Goal:
Your task is to output the entries below word for word.

Record excerpts:

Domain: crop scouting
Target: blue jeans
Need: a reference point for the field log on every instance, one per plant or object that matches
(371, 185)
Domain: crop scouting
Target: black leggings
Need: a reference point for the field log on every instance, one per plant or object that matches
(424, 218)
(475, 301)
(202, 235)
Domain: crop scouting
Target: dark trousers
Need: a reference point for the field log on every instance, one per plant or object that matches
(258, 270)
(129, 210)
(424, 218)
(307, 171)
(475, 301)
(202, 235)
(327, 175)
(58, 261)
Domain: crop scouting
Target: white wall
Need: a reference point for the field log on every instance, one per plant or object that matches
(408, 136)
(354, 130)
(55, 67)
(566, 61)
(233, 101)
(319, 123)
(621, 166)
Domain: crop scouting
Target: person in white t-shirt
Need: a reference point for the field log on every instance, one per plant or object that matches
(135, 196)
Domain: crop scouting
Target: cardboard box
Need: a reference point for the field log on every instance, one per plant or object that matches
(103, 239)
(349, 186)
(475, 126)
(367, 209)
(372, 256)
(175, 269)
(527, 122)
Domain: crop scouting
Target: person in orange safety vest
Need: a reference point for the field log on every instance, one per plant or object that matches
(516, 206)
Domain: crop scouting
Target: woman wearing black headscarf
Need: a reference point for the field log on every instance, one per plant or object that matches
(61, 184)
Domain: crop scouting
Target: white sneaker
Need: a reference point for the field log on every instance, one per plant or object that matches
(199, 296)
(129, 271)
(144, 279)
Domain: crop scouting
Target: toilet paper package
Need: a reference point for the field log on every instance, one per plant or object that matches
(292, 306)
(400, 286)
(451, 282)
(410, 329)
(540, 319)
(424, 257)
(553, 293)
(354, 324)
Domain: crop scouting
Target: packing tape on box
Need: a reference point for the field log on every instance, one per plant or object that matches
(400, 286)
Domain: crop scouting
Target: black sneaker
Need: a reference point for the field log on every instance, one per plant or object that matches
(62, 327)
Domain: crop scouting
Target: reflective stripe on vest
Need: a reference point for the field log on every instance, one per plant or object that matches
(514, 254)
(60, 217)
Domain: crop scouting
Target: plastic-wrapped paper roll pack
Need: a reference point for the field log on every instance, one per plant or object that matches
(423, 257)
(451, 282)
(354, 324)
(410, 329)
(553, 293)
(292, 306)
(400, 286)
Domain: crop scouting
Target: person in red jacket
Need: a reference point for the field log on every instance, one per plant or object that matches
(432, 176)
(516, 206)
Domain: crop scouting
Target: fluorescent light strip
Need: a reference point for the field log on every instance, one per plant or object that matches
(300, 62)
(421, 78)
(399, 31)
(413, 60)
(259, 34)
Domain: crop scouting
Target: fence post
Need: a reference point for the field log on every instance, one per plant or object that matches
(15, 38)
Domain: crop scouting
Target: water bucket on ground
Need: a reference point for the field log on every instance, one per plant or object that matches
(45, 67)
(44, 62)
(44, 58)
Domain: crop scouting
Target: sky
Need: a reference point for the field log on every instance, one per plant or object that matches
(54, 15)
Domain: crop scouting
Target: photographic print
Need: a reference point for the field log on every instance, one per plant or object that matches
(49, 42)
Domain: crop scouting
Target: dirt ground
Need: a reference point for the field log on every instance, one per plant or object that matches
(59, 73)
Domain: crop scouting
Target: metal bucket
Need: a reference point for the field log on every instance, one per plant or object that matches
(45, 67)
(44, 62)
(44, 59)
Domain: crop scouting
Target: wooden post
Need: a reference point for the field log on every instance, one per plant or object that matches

Expected answer:
Domain: crop scouting
Target: blue jeans
Need: a reference point for the field log on every instance, one per plant or object that matches
(371, 185)
Domain: crop scouting
Target: black leggings
Need: a reference point for the field log on every instance, one per plant or object that matches
(424, 218)
(475, 301)
(202, 235)
Domain: crop scouting
Target: dark trousers
Need: a reference point for the field log on every instance, one per plant or object that matches
(258, 270)
(129, 210)
(424, 218)
(307, 171)
(475, 301)
(202, 235)
(327, 175)
(58, 261)
Domain: crop scouting
Target: white wall
Need: a reference point for the field log on every instance, one per plant or object that matches
(408, 136)
(354, 130)
(55, 67)
(566, 61)
(233, 101)
(319, 123)
(621, 166)
Domain: crop scouting
Target: person in white t-shirt
Need: a reference point for the field log on every instance, one per plant or object that matches
(135, 196)
Domain: crop scouting
Target: cardboard box
Need: a reference point for the field log on every instance, one per plant or object that matches
(103, 239)
(349, 186)
(475, 126)
(367, 209)
(372, 256)
(175, 269)
(527, 122)
Domain: crop scouting
Target: person in orange safety vest
Need: a reference point for the field log on every instance, one per plant or object that matches
(516, 206)
Domain: crop scouting
Target: woman wearing black headscarf
Need: a reference point for the field log on every instance, one per plant or object that matches
(61, 184)
Domain: crop scouting
Target: white sneaker
Need: a reference point for the field log on every instance, one per plant or object that matches
(199, 296)
(129, 271)
(144, 279)
Domain: crop scouting
Target: toilet paper package
Need: a reference point for the field log on every instance, one per plant or object that matches
(292, 306)
(400, 286)
(451, 282)
(410, 329)
(540, 319)
(424, 257)
(553, 293)
(354, 324)
Domain: crop scouting
Target: packing tape on box
Need: a reference point for the field log on every instance, one per plant or object that matches
(400, 286)
Domain: crop scouting
Target: black sneaker
Need: a reference point for the field log on every instance, one per plant or object that matches
(62, 327)
Domain: crop scouting
Target: reflective stripe on vest
Need: a reference point for the field log on every instance, one per plant or object that matches
(514, 254)
(60, 217)
Domain: crop scouting
Target: plastic-wrapped paper roll pack
Need: a reference point for the field log on every instance, one per plant or object that matches
(423, 257)
(451, 282)
(354, 324)
(410, 329)
(553, 293)
(292, 306)
(400, 286)
Domain: crop scouting
Target: person in red jacket
Need: a reference point for the field log on every instance, one per plant or object that matches
(432, 176)
(516, 206)
Domain: crop scouting
Target: fluorescent light strip
Need: a reference point for the field log on every instance, one per plant or object that matches
(300, 62)
(421, 78)
(399, 31)
(413, 60)
(259, 34)
Domain: crop scouting
Target: fence post
Need: a reference point for the field log on every instance, one per plant or object that matches
(15, 38)
Domain: crop scouting
Target: water bucket on ground
Need: a reference point for the field log on every instance, one per plant or object that matches
(45, 67)
(44, 62)
(44, 58)
Domain: crop scouting
Target: sky
Need: a reference point for the field log on every instance, one per plant or object that matches
(54, 15)
Domain: crop scouting
Target: photographic print
Need: a reference point for the field log on every instance, one per plant or object that matches
(49, 42)
Domain: crop scouting
Target: dirt ground
Need: a reference point for the field log on every instance, one per plant or object that matches
(59, 73)
Domain: crop scouting
Target: metal bucket
Need: a reference point for the field log on every instance, one per plant or object that matches
(45, 67)
(44, 62)
(44, 59)
Domain: crop scouting
Target: wooden post
Need: a reference point for the field log on every instance, one per plant or object that matches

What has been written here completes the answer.